— GIVEN INSTRUCTION —
Starting at the line that contains "In this exercise you will pick out the woman's eyebrow", restate each line word for word through the final line of the data, keeping both ends.

------

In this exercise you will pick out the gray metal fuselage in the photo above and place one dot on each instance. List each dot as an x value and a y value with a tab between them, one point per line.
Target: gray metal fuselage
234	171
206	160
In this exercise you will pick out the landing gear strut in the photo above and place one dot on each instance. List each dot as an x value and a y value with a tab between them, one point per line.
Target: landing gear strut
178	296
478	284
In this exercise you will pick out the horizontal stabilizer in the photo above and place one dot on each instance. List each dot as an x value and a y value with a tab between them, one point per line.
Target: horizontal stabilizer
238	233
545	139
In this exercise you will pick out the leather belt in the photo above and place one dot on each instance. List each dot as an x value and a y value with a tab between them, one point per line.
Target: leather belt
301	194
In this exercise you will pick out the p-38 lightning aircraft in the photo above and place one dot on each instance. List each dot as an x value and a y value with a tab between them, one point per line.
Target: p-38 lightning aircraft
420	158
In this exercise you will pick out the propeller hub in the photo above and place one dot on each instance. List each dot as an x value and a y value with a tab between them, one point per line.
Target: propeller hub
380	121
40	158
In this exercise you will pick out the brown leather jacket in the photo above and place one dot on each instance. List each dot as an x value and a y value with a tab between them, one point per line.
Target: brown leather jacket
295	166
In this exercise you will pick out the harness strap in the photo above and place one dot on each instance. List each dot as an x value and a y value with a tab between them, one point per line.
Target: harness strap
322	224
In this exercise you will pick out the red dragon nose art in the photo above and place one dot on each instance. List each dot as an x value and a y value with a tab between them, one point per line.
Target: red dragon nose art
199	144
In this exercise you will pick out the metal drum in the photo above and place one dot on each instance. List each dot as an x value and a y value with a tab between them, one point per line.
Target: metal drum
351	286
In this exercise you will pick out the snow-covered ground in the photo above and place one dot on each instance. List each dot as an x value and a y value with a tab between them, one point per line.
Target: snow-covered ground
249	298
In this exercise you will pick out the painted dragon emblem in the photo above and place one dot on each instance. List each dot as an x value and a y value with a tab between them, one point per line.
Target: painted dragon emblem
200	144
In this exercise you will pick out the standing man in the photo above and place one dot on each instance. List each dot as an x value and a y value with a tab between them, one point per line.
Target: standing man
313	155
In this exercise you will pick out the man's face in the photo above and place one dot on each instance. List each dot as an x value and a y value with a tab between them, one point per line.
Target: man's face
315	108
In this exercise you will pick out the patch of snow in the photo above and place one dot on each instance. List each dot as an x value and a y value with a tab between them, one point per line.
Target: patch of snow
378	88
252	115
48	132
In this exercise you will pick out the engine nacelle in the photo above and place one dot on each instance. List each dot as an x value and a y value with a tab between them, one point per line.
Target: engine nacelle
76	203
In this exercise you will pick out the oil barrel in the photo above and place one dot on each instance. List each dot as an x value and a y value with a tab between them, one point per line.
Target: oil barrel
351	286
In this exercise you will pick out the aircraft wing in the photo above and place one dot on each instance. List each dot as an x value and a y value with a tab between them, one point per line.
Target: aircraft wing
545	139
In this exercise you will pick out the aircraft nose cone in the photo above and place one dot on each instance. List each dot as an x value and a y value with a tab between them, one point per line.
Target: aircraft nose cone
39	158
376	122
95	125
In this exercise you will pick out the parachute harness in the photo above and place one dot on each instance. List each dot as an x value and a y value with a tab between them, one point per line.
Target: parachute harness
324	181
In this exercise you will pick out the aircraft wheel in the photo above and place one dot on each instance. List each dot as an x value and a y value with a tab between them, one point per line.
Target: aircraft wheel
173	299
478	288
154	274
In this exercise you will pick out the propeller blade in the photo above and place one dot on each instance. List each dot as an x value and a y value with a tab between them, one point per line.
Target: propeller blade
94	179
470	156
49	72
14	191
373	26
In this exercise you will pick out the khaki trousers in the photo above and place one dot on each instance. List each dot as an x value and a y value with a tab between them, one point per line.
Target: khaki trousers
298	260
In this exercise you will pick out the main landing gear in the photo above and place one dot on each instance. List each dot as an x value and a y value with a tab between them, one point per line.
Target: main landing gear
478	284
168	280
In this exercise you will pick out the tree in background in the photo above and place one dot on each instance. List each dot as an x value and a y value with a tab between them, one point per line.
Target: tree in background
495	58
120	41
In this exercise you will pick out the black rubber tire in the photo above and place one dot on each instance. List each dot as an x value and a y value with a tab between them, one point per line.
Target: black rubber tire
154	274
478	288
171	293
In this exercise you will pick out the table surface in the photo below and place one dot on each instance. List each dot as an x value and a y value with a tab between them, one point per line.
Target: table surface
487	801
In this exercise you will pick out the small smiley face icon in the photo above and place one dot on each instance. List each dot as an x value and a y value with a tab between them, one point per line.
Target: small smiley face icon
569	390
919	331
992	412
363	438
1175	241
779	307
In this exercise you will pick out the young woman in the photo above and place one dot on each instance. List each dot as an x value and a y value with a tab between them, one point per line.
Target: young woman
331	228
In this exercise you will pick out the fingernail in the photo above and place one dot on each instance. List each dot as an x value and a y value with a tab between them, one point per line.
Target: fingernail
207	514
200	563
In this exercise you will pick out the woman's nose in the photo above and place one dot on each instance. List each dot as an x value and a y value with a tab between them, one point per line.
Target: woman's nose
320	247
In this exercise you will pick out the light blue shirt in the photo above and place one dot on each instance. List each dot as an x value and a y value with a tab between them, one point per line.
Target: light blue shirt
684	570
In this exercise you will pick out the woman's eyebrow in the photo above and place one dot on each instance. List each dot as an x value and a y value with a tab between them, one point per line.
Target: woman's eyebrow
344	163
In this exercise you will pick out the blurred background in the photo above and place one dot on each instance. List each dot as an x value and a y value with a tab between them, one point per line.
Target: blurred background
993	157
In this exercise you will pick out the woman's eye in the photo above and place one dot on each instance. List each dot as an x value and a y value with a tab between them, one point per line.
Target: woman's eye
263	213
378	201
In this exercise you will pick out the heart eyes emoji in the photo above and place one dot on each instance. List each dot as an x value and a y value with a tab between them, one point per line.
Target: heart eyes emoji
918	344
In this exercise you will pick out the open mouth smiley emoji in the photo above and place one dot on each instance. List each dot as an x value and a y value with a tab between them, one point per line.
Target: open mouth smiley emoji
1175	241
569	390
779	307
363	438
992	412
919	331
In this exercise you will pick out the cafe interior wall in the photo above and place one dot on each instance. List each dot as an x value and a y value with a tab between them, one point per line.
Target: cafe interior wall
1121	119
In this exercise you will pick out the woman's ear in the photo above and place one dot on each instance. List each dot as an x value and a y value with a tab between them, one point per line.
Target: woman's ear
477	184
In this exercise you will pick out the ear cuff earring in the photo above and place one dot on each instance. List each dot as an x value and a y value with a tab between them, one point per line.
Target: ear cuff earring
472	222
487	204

------

— FINAL ANSWER —
In this exercise you will pick out the woman's eyebrow in the photo above and place one dot on each instance. List each dot as an x value and a y value with a tab between them, one point per line.
Target: woman's eyebrow
344	163
In this exercise you will pick out the blurred background in the photo above and place one dot on each instance. List each dot as an x value and a y value with a tab between them, one point per line.
Target: blurred background
993	157
In this exercise you will pick out the woman's eye in the photo above and place one dot on each instance. List each dot as an x value and a y value with a tab between them, one point per line.
Target: woman's eye
263	213
378	201
In this exercise you will pick out the heart eyes emoji in the photo above and place one dot on each instance. List each dot as an x value and a y value with a tab between them, one point per line.
Target: heart eyes emoji
918	344
In this exercise you will pick out the open mouth smiley emoji in the photo above and place one dot on each instance. List each dot as an x value and a y value with a tab between them, one point per line.
Target: open mouth smiley emoji
1175	241
569	390
779	307
363	438
992	412
919	331
In this exercise you will pick out the cafe interior wall in the photo above and place one dot on each instance. List each dot as an x value and a y value with a tab between them, one point per line.
Target: cafe interior wall
1121	119
In this exercise you will pick out the woman's ear in the photo above and place one dot on each instance. List each dot as an x value and a y value with a tab between them, one point per line.
Target: woman's ear
477	184
In this exercise you will pick out the ear cuff earring in the photo above and place one dot on each instance. List each dot as an x value and a y value with a tab between them, one point per line.
Target: ear cuff earring
472	222
487	204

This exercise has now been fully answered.